The exercise >>
Copy every record below exactly.

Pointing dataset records
★ ★ ★ ★ ★ ★ ★
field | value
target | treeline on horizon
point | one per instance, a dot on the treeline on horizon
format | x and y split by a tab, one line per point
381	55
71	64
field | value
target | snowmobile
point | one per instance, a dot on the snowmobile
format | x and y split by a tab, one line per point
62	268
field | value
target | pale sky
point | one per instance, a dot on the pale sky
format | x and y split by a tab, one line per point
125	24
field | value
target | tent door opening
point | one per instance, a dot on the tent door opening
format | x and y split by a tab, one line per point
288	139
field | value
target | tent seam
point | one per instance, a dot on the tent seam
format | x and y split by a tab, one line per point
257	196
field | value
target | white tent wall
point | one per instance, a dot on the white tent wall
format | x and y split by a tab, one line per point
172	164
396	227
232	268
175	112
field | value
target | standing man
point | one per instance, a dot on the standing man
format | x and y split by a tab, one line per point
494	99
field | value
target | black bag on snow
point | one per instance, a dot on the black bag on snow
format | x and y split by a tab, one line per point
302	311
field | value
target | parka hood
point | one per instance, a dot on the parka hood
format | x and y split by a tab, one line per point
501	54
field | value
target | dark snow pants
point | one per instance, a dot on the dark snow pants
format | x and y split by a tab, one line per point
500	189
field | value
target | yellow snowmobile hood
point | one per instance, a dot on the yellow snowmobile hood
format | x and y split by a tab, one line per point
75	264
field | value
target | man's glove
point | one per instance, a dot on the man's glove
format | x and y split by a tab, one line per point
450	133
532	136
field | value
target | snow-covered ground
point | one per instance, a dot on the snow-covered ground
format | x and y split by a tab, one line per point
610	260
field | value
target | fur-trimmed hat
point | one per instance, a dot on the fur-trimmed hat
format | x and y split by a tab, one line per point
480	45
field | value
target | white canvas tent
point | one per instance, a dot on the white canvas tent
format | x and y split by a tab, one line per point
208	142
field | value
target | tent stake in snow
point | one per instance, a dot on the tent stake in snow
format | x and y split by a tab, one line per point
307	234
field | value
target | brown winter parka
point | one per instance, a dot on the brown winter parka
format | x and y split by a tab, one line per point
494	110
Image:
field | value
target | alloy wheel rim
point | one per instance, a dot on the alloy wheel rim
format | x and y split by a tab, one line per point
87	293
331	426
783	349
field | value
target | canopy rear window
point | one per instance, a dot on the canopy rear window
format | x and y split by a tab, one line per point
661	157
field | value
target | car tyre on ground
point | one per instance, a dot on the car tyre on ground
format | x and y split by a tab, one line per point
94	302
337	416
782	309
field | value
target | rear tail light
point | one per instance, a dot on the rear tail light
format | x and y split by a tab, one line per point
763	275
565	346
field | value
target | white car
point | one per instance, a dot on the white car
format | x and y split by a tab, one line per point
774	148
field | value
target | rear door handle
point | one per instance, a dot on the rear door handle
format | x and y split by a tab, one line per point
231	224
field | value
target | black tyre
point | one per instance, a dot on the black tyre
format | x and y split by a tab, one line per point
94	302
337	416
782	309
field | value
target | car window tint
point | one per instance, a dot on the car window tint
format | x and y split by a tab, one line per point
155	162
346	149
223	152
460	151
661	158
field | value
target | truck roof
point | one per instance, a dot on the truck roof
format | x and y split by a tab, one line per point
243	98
★ ★ ★ ★ ★ ★ ★
Finished task >>
field | value
target | treeline on horizon
point | one per instance, a dot on the treeline on horizon
format | x and y split by a tab, one line per point
381	55
71	64
field | value
target | snowmobile
point | one per instance, a dot on the snowmobile
format | x and y split by a tab, one line per point
62	268
field | value
target | pale sky
point | one per instance, a dot on the pale sky
format | x and y split by a tab, one line per point
125	24
field | value
target | tent door opening
point | one per instance, a dot on the tent door opening
format | x and y split by a tab, one line per point
288	139
field | value
target | tent seam
point | one per instance, a dot on the tent seam
format | x and y split by a tab, one line per point
257	196
field | value
target | white tent wall
point | one per instance, a dot on the white tent wall
format | x and y split by a tab, one line per point
172	164
396	227
232	268
175	112
field | value
target | standing man
point | one per instance, a dot on the standing man
format | x and y split by a tab, one line per point
494	99
field | value
target | black bag on snow
point | one per instance, a dot on the black bag on snow
format | x and y split by a tab, one line per point
302	311
field | value
target | parka hood
point | one per instance, a dot on the parka hood
format | x and y split by a tab, one line per point
501	54
field | value
target | dark snow pants
point | one per instance, a dot on the dark snow pants
format | x and y split by a tab, one line per point
500	189
field | value
target | yellow snowmobile hood
point | one per instance, a dot on the yellow snowmobile hood
format | x and y split by a tab, one line per point
75	264
field | value
target | man's glove
point | one per instance, a dot on the man's glove
format | x and y split by a tab, one line per point
450	133
532	136
field | value
target | snow-covered ground
point | one per instance, a dot on the snow-covered ground
format | x and y split by a tab, one line per point
610	260
field | value
target | fur-trimmed hat
point | one per instance, a dot on the fur-trimmed hat
format | x and y split by a tab, one line per point
480	45
field | value
target | white canvas tent
point | one per instance, a dot on the white canvas tent
format | x and y split by a tab, one line per point
208	142
field | value
target | tent stake in snow
point | one per instance, a dot on the tent stake in snow
format | x and y split by a tab, one line per point
307	234
field | value
target | brown winter parka
point | one per instance, a dot on the brown winter parka
format | x and y split by a tab, one line per point
494	110
Image:
field | value
target | alloy wheel rim
point | one per instance, a dot on the alloy wheel rim
format | x and y split by a tab, one line per point
87	293
331	426
783	349
field | value
target | canopy rear window
point | one per instance, a dot on the canopy rear window
format | x and y split by a tab, one line per point
661	157
field | value
target | car tyre on ground
point | one per instance, a dot on the car tyre on ground
format | x and y split by a tab, one line per point
94	302
337	416
782	309
field | value
target | rear tail light
point | one per instance, a dot on the rear tail light
format | x and y split by a tab, one line per point
763	275
565	346
field | value
target | white car
point | one per instance, a dot on the white car
format | x and y split by a tab, one line per point
774	148
field | value
target | rear door handle
point | one per instance, a dot on the rear door handle
format | x and y split by a tab, one line per point
231	224
field | value
target | black tyre
point | one per instance, a dot on the black tyre
format | x and y split by a tab, one line per point
94	302
337	416
782	309
field | value
target | car window tint
point | one per instance, a dot on the car window tint
format | x and y split by a tab, one line per point
155	162
346	149
223	152
460	151
661	158
field | value
target | truck roof
point | one per instance, a dot on the truck roof
format | x and y split by a tab, one line per point
243	98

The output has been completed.